- [EXTRACTED TEXT]
• • • •

- Founded: November 1845 Yale College
- Type: Secret
- Affiliation: Independent
- Status: Defunct
- Emphasis: Freshman
- Scope: National
- Chapters: 7
- Headquarters: United States

= Delta Kappa (freshman society) =

American collegiate freshman society founded at Yale in 1845

Delta Kappa (ΔΚ) was an American collegiate secret society and freshman fraternity founded at Yale College in 1845. It was one of the freshman organizations in Yale's nineteenth-century system of class societies and developed a longstanding rivalry with Kappa Sigma Epsilon, another Yale freshman society. Unlike most Yale class societies, Delta Kappa expanded beyond Yale, establishing additional chapters at colleges in the eastern and southern United States, However, all chapters went inactive by 1879.

== History ==
=== Founding at Yale ===
Delta Kappa was organized at Yale College in November 1845 by twelve members of the Class of 1849, including Charles Greene Came, who later became an editor of the Boston Journal. It became part of the elaborate system of class societies that developed at Yale during the nineteenth century. Students could belong successively to organizations associated with different undergraduate years, including freshman, sophomore, junior, and senior societies.

Delta Kappa was one of the principal freshman societies, competing particularly with Kappa Sigma Epsilon. Both organizations recruited members from each entering class and engaged in the electioneering and initiation practices associated with Yale's class-society system.

By the later nineteenth century, membership in the freshman societies could be extensive rather than limited to a small elite. At other colleges where the Yale system was imitated, a substantial portion of each freshman class could belong to Delta Kappa or its rival societies.

• • • •

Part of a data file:

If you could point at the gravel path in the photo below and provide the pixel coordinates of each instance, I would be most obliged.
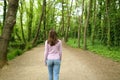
(76, 65)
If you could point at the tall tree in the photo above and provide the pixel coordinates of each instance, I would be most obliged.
(108, 22)
(30, 18)
(4, 12)
(10, 21)
(86, 24)
(94, 22)
(80, 24)
(44, 20)
(21, 20)
(68, 21)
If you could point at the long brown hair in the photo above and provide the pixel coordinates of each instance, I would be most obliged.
(52, 38)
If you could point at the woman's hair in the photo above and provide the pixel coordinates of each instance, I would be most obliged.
(52, 37)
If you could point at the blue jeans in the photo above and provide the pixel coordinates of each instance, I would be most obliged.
(53, 69)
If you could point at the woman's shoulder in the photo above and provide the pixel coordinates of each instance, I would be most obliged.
(59, 41)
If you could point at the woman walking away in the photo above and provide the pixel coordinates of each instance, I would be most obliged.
(53, 55)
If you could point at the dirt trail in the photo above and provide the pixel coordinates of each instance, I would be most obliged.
(76, 65)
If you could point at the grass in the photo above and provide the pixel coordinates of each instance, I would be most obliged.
(112, 53)
(13, 53)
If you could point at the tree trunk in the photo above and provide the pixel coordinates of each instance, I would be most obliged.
(80, 24)
(108, 22)
(10, 21)
(44, 20)
(21, 19)
(63, 32)
(68, 24)
(30, 18)
(4, 13)
(94, 23)
(86, 25)
(39, 25)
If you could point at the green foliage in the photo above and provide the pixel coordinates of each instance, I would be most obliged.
(13, 53)
(113, 52)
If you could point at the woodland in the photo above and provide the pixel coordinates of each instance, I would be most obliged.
(92, 25)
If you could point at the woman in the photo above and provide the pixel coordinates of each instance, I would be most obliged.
(53, 55)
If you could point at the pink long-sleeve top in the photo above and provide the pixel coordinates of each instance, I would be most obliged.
(53, 52)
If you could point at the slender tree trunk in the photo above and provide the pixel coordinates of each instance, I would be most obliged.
(63, 32)
(7, 30)
(80, 24)
(18, 36)
(30, 18)
(39, 25)
(4, 13)
(94, 22)
(21, 20)
(44, 20)
(108, 22)
(68, 24)
(86, 25)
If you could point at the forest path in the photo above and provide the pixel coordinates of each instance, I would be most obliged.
(76, 65)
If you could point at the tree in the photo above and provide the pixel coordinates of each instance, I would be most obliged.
(10, 21)
(86, 25)
(39, 24)
(68, 23)
(80, 24)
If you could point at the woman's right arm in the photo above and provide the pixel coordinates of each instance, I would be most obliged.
(46, 52)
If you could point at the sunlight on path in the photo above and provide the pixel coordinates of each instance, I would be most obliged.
(76, 65)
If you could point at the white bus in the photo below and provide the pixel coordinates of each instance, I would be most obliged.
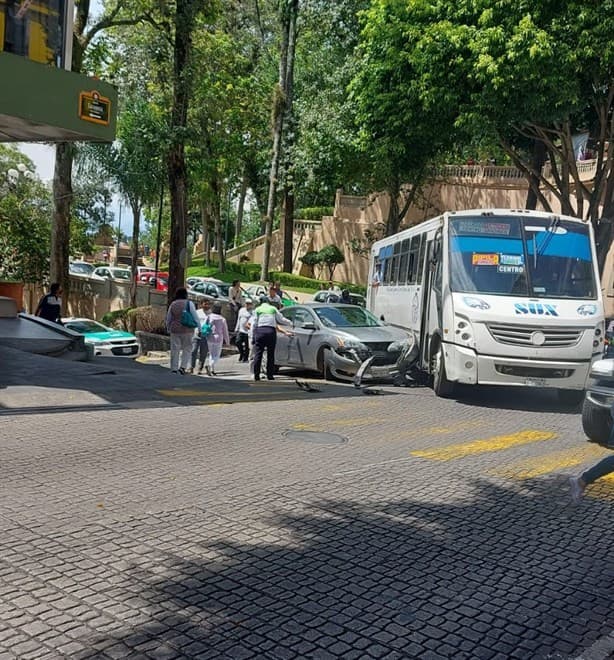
(494, 297)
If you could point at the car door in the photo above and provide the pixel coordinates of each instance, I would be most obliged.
(303, 349)
(284, 346)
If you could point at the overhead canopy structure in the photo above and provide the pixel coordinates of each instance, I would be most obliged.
(40, 99)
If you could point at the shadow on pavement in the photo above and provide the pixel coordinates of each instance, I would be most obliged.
(504, 574)
(31, 384)
(515, 398)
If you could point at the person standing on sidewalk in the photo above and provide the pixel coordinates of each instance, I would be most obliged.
(266, 322)
(199, 341)
(181, 333)
(217, 338)
(50, 305)
(242, 329)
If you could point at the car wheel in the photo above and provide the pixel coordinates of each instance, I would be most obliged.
(596, 422)
(572, 398)
(324, 363)
(441, 385)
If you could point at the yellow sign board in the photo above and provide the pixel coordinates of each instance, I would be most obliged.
(95, 108)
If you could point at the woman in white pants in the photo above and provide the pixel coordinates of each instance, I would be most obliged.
(181, 335)
(218, 337)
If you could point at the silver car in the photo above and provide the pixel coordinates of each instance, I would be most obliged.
(599, 402)
(336, 339)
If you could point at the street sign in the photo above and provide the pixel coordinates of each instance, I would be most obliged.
(94, 107)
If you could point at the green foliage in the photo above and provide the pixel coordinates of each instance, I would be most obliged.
(25, 212)
(311, 259)
(118, 319)
(247, 272)
(313, 213)
(309, 284)
(331, 256)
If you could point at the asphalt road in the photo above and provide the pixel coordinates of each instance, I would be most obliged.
(147, 515)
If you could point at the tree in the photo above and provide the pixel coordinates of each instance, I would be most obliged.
(331, 256)
(530, 75)
(133, 164)
(312, 259)
(282, 101)
(401, 131)
(25, 206)
(84, 34)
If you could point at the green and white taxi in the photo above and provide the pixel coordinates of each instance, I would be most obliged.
(105, 341)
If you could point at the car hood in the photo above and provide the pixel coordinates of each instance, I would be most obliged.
(108, 336)
(375, 334)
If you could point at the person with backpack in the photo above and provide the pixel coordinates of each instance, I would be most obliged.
(216, 338)
(181, 319)
(200, 347)
(50, 305)
(242, 329)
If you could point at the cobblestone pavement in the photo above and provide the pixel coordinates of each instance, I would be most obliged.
(440, 529)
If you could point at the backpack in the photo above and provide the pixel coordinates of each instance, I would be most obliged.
(206, 328)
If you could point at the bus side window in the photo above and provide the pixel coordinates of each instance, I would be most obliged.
(421, 259)
(403, 263)
(413, 259)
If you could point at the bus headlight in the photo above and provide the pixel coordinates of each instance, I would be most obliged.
(463, 331)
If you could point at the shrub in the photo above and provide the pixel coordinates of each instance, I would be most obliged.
(118, 319)
(310, 284)
(148, 319)
(313, 213)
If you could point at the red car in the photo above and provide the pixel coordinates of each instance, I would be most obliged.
(149, 277)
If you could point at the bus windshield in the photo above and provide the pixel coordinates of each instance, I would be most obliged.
(542, 258)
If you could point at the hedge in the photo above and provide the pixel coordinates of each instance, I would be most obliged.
(301, 282)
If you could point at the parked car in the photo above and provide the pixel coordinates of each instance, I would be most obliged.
(111, 273)
(355, 298)
(192, 280)
(255, 291)
(81, 268)
(335, 340)
(106, 341)
(214, 289)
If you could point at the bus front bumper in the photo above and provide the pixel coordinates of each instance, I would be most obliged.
(465, 366)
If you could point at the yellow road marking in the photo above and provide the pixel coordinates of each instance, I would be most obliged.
(540, 465)
(199, 393)
(496, 443)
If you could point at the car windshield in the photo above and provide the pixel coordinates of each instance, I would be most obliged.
(346, 317)
(120, 274)
(86, 326)
(547, 258)
(81, 268)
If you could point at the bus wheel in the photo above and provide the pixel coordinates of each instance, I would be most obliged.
(441, 385)
(570, 397)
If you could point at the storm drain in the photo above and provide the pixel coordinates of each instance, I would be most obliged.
(316, 437)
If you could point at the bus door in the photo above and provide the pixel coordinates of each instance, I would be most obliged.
(429, 316)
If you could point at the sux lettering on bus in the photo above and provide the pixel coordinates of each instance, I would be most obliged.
(536, 308)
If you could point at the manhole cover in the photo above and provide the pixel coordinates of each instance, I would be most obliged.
(316, 437)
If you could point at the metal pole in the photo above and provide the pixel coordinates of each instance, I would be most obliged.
(119, 235)
(159, 230)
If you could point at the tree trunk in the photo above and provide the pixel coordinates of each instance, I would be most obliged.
(60, 228)
(280, 105)
(185, 14)
(537, 162)
(240, 210)
(136, 226)
(218, 228)
(288, 229)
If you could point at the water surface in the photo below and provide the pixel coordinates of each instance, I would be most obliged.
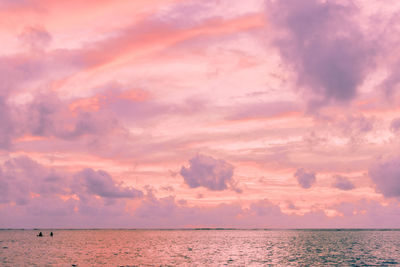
(200, 248)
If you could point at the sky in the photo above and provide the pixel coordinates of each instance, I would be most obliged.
(190, 113)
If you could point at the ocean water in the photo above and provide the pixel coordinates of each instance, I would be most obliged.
(200, 248)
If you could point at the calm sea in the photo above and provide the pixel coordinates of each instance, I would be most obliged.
(200, 248)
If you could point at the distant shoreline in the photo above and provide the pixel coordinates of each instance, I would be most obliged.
(203, 229)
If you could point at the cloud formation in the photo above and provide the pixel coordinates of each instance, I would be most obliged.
(304, 178)
(342, 183)
(214, 174)
(331, 66)
(386, 176)
(101, 184)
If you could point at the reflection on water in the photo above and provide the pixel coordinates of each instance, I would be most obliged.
(199, 248)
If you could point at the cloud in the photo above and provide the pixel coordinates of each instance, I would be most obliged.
(304, 178)
(214, 174)
(386, 176)
(36, 38)
(342, 183)
(323, 44)
(101, 184)
(395, 125)
(40, 190)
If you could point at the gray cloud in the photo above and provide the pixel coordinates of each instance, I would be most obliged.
(214, 174)
(386, 176)
(304, 178)
(101, 184)
(342, 183)
(323, 44)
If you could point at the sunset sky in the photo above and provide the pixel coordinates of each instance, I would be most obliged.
(179, 113)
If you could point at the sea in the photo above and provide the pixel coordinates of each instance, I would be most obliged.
(201, 247)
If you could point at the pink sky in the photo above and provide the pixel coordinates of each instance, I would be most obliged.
(225, 113)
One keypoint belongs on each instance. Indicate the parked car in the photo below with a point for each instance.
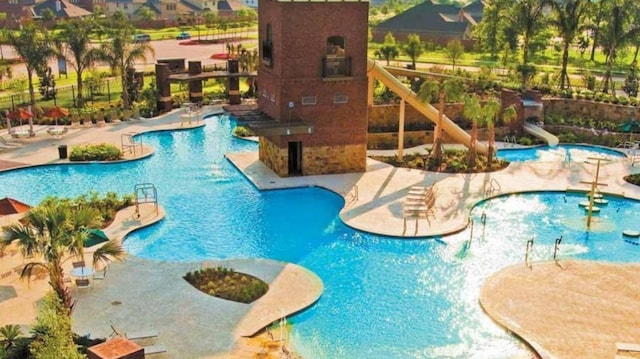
(183, 36)
(141, 37)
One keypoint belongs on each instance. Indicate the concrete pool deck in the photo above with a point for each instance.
(137, 289)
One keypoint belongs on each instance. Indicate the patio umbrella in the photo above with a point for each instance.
(630, 126)
(12, 206)
(96, 236)
(56, 112)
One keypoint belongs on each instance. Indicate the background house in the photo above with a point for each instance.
(433, 22)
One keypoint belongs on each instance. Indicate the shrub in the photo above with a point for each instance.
(227, 284)
(633, 179)
(100, 152)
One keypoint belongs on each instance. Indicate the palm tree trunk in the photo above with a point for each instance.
(492, 143)
(80, 103)
(563, 73)
(436, 151)
(32, 100)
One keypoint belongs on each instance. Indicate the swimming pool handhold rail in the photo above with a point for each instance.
(528, 250)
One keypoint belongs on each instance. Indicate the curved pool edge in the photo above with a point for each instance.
(584, 321)
(293, 289)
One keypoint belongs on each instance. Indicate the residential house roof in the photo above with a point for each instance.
(61, 8)
(429, 17)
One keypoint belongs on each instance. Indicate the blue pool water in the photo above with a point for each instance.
(558, 153)
(384, 297)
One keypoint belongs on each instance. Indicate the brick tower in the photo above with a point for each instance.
(312, 86)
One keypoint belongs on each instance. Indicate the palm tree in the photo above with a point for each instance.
(389, 49)
(121, 53)
(75, 46)
(249, 63)
(33, 45)
(473, 111)
(618, 31)
(568, 20)
(443, 89)
(54, 232)
(413, 48)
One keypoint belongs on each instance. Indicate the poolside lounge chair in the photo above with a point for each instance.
(154, 349)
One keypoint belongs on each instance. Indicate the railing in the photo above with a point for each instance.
(333, 66)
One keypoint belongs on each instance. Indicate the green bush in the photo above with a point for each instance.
(227, 284)
(634, 179)
(100, 152)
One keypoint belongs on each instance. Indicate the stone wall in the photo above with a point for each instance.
(316, 160)
(333, 159)
(273, 156)
(599, 111)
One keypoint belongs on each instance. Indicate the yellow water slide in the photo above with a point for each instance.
(392, 83)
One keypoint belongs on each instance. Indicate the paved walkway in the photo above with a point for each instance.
(574, 310)
(139, 295)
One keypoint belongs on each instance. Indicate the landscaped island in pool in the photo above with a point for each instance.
(384, 297)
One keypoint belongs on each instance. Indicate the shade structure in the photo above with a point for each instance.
(11, 206)
(96, 236)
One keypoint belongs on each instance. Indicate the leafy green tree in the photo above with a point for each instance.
(414, 48)
(121, 53)
(54, 232)
(525, 16)
(389, 49)
(568, 20)
(53, 335)
(74, 44)
(487, 32)
(454, 52)
(3, 17)
(47, 16)
(9, 334)
(473, 111)
(630, 86)
(32, 43)
(620, 30)
(443, 90)
(146, 13)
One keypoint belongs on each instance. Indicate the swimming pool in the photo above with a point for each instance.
(384, 297)
(558, 153)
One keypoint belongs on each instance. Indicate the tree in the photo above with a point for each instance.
(74, 44)
(33, 45)
(525, 19)
(443, 90)
(454, 52)
(54, 232)
(472, 111)
(53, 337)
(146, 13)
(389, 49)
(618, 31)
(488, 30)
(413, 47)
(630, 86)
(3, 17)
(568, 21)
(121, 54)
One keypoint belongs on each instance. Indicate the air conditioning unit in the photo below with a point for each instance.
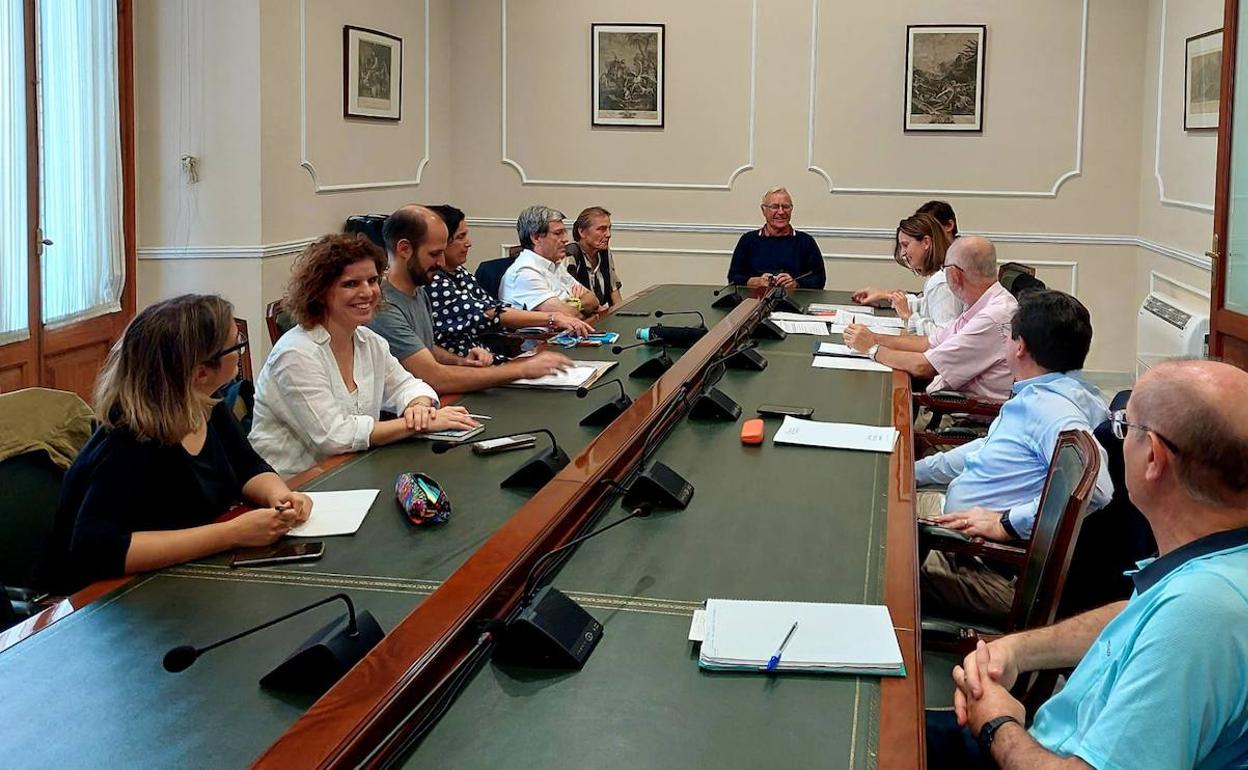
(1167, 328)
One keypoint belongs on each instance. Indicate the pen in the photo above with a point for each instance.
(775, 659)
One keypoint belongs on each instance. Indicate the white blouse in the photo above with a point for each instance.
(935, 308)
(303, 412)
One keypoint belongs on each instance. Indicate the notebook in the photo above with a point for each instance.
(829, 638)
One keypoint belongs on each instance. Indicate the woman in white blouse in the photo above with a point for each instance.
(921, 245)
(327, 380)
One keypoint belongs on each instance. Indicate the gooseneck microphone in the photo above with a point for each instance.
(702, 320)
(534, 472)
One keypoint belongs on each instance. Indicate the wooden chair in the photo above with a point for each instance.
(277, 320)
(1042, 563)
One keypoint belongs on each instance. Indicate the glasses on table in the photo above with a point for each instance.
(1118, 424)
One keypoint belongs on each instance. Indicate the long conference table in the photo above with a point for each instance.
(84, 685)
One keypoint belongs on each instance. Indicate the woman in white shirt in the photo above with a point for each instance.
(327, 380)
(920, 245)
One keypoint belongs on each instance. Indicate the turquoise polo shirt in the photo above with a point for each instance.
(1166, 683)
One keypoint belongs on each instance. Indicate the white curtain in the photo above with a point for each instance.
(14, 232)
(84, 270)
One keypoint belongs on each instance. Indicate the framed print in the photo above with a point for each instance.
(627, 74)
(1202, 81)
(945, 77)
(372, 71)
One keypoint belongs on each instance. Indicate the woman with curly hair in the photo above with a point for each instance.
(327, 380)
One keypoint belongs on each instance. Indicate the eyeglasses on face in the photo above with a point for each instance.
(1120, 426)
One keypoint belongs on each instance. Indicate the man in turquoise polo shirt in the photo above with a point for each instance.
(1162, 679)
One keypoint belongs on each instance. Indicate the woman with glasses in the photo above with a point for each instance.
(920, 246)
(776, 255)
(169, 459)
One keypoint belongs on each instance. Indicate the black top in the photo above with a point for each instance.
(119, 486)
(795, 255)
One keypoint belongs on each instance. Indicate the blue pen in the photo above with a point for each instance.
(775, 659)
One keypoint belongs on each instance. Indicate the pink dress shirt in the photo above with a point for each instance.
(970, 353)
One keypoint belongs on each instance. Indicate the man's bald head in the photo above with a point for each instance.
(976, 256)
(1199, 407)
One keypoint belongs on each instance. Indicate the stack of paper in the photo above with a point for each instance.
(836, 436)
(336, 513)
(829, 638)
(579, 373)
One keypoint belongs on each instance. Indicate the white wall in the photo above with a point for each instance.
(800, 92)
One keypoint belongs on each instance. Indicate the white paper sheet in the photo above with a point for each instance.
(836, 436)
(336, 513)
(846, 363)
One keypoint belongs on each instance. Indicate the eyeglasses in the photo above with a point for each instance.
(1120, 424)
(234, 348)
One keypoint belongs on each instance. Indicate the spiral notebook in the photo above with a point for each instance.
(743, 635)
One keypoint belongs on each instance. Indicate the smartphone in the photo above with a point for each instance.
(494, 446)
(781, 411)
(281, 553)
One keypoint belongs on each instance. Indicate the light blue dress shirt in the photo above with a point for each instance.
(1006, 469)
(1163, 685)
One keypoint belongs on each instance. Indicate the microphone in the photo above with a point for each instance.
(609, 411)
(318, 663)
(534, 472)
(702, 320)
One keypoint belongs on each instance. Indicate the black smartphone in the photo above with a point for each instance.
(494, 446)
(277, 554)
(781, 411)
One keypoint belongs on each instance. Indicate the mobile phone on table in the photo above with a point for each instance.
(494, 446)
(783, 411)
(281, 553)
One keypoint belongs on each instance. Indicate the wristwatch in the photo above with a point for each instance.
(989, 731)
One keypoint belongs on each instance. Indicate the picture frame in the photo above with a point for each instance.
(372, 74)
(945, 68)
(627, 75)
(1202, 81)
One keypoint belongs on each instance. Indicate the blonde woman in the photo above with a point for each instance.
(327, 380)
(169, 458)
(920, 245)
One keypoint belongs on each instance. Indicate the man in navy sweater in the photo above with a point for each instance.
(776, 255)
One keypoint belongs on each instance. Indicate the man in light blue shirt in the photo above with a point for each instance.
(994, 483)
(1161, 678)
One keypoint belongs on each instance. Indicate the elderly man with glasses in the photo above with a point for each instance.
(1158, 679)
(776, 255)
(970, 352)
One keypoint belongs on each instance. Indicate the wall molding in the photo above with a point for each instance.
(268, 251)
(1006, 194)
(1157, 135)
(507, 160)
(306, 162)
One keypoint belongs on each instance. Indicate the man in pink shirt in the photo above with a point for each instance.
(970, 353)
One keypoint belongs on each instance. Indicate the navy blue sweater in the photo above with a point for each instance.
(795, 255)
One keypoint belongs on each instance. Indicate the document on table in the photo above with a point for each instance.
(836, 436)
(336, 513)
(580, 373)
(848, 363)
(825, 639)
(836, 348)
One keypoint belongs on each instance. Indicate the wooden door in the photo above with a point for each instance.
(69, 356)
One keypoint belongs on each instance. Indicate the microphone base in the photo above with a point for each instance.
(325, 657)
(553, 632)
(768, 330)
(654, 367)
(607, 413)
(715, 404)
(660, 487)
(748, 360)
(538, 469)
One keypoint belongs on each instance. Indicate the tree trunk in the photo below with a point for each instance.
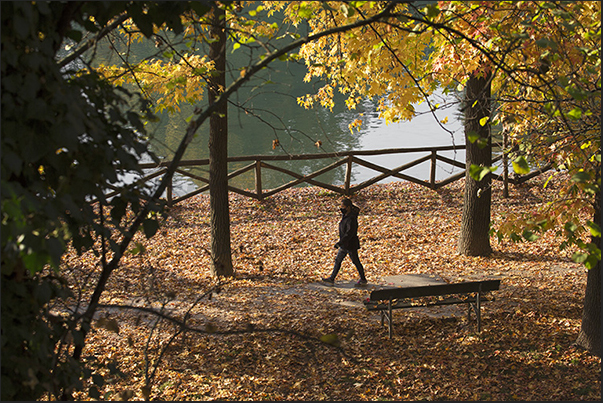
(218, 154)
(590, 331)
(474, 239)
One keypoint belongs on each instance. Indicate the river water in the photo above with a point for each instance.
(267, 112)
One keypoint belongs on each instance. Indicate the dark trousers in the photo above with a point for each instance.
(341, 254)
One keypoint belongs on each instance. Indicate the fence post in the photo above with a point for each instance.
(433, 166)
(348, 175)
(505, 165)
(258, 179)
(169, 191)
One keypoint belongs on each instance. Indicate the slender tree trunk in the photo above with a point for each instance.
(590, 331)
(474, 239)
(218, 154)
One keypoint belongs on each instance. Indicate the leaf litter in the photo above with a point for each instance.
(274, 332)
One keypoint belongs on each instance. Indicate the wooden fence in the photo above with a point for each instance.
(347, 158)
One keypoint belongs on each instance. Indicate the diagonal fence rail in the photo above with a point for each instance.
(259, 163)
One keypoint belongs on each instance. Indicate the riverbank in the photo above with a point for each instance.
(258, 336)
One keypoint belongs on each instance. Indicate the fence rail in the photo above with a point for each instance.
(347, 158)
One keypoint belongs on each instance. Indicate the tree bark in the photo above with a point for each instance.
(218, 154)
(589, 337)
(474, 239)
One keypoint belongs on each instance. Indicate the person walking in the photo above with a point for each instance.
(348, 243)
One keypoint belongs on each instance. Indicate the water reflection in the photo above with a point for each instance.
(273, 114)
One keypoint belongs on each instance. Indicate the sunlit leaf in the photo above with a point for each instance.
(521, 166)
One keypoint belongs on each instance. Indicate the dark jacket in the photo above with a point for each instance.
(348, 230)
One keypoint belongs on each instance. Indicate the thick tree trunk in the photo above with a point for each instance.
(474, 239)
(590, 331)
(218, 154)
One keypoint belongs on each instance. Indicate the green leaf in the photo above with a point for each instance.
(575, 114)
(521, 166)
(472, 137)
(581, 177)
(580, 257)
(594, 228)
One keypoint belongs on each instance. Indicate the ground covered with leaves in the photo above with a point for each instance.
(275, 333)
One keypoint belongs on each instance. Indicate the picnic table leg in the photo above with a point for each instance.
(478, 309)
(389, 308)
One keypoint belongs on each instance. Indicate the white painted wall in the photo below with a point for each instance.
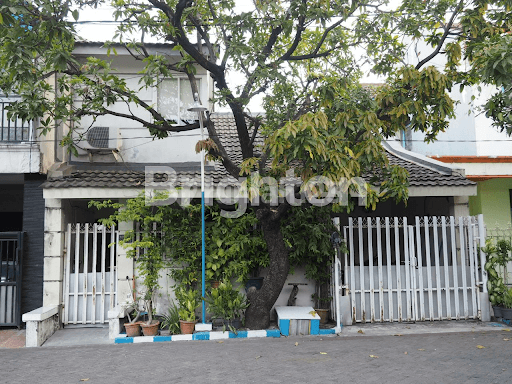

• • • •

- [SHORT PROBLEM] Print the passage of the Delta Kappa text from "Delta Kappa was one" up to and including "Yale's class-society system.", word for word.

- [SOLVED PROBLEM]
Delta Kappa was one of the principal freshman societies, competing particularly with Kappa Sigma Epsilon. Both organizations recruited members from each entering class and engaged in the electioneering and initiation practices associated with Yale's class-society system.